— START INPUT ROWS —

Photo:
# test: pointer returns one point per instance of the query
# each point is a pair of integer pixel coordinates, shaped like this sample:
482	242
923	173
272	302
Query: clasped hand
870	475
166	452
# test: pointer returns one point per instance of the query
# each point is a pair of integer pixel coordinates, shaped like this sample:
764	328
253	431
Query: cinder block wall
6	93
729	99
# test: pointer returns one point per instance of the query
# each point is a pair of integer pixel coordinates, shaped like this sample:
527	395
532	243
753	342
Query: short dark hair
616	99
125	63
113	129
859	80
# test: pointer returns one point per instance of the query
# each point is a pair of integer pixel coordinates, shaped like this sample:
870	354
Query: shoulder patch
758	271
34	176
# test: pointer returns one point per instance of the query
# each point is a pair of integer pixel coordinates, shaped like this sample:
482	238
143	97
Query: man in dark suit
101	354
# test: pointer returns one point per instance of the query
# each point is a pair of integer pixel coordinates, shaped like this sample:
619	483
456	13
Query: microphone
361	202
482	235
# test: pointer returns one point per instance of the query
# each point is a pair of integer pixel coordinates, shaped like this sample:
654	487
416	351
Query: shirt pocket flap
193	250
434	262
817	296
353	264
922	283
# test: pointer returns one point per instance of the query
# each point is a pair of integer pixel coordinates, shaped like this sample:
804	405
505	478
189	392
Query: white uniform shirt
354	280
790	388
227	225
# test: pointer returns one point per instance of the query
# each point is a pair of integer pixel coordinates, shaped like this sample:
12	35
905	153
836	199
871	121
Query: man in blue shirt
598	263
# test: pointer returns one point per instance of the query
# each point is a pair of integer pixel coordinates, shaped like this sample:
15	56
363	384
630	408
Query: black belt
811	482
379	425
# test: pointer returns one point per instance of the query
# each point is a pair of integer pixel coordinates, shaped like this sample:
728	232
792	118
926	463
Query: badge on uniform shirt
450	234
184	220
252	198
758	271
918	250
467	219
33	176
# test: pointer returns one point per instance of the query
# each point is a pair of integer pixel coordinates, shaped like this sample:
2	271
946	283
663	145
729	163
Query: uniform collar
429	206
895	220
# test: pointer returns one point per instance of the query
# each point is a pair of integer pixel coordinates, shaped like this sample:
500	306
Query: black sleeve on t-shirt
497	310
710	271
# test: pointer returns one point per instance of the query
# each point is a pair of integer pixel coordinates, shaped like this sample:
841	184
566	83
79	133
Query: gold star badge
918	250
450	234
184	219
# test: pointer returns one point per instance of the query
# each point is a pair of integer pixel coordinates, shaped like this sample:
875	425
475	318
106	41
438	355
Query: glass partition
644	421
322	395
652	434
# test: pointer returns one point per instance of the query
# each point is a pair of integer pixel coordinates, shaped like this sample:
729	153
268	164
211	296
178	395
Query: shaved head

— END INPUT ROWS —

* **TASK**
All of the material must be reproduced exactly.

* **EXERCISE RESULT**
Photo:
# test: pointer returns one point per instance of the query
# each point is a pair of integer pixel coordinates, shaped like this sample:
482	242
923	173
272	302
Query: clasped hand
870	475
166	452
# test: pointer returns one point per instance of the query
# each point is a pair of integer pixel coordinates, shaped like this sample:
764	328
253	431
Query: cinder block wall
6	93
729	99
# test: pointer returns one point per instance of the query
# each point is a pair of integer pixel coordinates, shaped like this sample:
527	395
532	243
753	342
Query: short dark hair
616	99
125	63
113	129
859	80
# test: pointer returns one point per instance of the query
# each point is a pair of integer pixel coordinates, shaped like this sample:
870	354
Query: shoulder patch
758	271
34	176
# test: pointer returns one point per instance of the query
# each point is a pair of integer pixel coordinates, shaped like this sample:
482	238
143	97
Query: man in dark suit
101	354
# test: pointer returns one point per instance of the query
# each point is a pair of integer pixel coordinates, shaped like this sample:
619	483
456	13
Query: microphone
361	202
482	235
# test: pointer returns one point per instance of the query
# each point is a pair of integer pixel coordinates, shaped like this sample:
654	487
416	351
Query: shirt pocket flap
193	250
434	262
817	296
353	264
922	283
# test: pointer returns one point per instance of the query
# each point is a pair of integer pixel coordinates, shaped like this sample:
804	405
505	478
189	392
Query: white uniform shirt
354	280
790	388
227	225
# test: pointer returns one point per instance of the query
# each point is a pair of integer pixel coordinates, shaped like this sample:
12	35
905	153
836	199
871	121
Query: man in blue shirt
598	263
# test: pointer returns one point per instance of the query
# each point is a pair of integer pixel coordinates, shaped like this sample:
15	56
363	384
630	408
Query: black belt
811	482
379	425
# test: pointer returns one point per instance of the query
# each point is a pair of integer pixel coordinates, shaped like this sample:
728	232
792	118
926	463
Query: badge on uniform shirt
450	234
184	220
252	198
758	271
918	250
467	219
33	176
# test: pointer returns one point per instance of the query
# each point is a pair of integer pixel coordinates, shaped like this sample:
2	271
946	283
663	145
729	163
Query: uniform collar
429	206
895	220
# test: pointer returns one point per instance of the query
# each point is a pair of integer pixel coordinates, shaped like this sample:
500	306
Query: black sleeve on t-shirt
497	310
710	271
# test: pointer returns one point per instance of the query
# each point is a pair of integer pixel coordinates, shaped like this sample:
841	184
566	83
79	133
Query: gold star badge
918	250
450	234
184	219
# test: pointer returns one point per instance of the query
# each point is a pair of integer pixel coordinates, shaped like this sample:
875	425
475	318
106	41
438	355
Query: glass partition
644	421
322	395
652	434
# test: pointer returns one point per instance of the query
# each point is a pair of integer pixel coordinates, shaped like this sample:
729	153
268	164
211	296
178	395
Query: shaved head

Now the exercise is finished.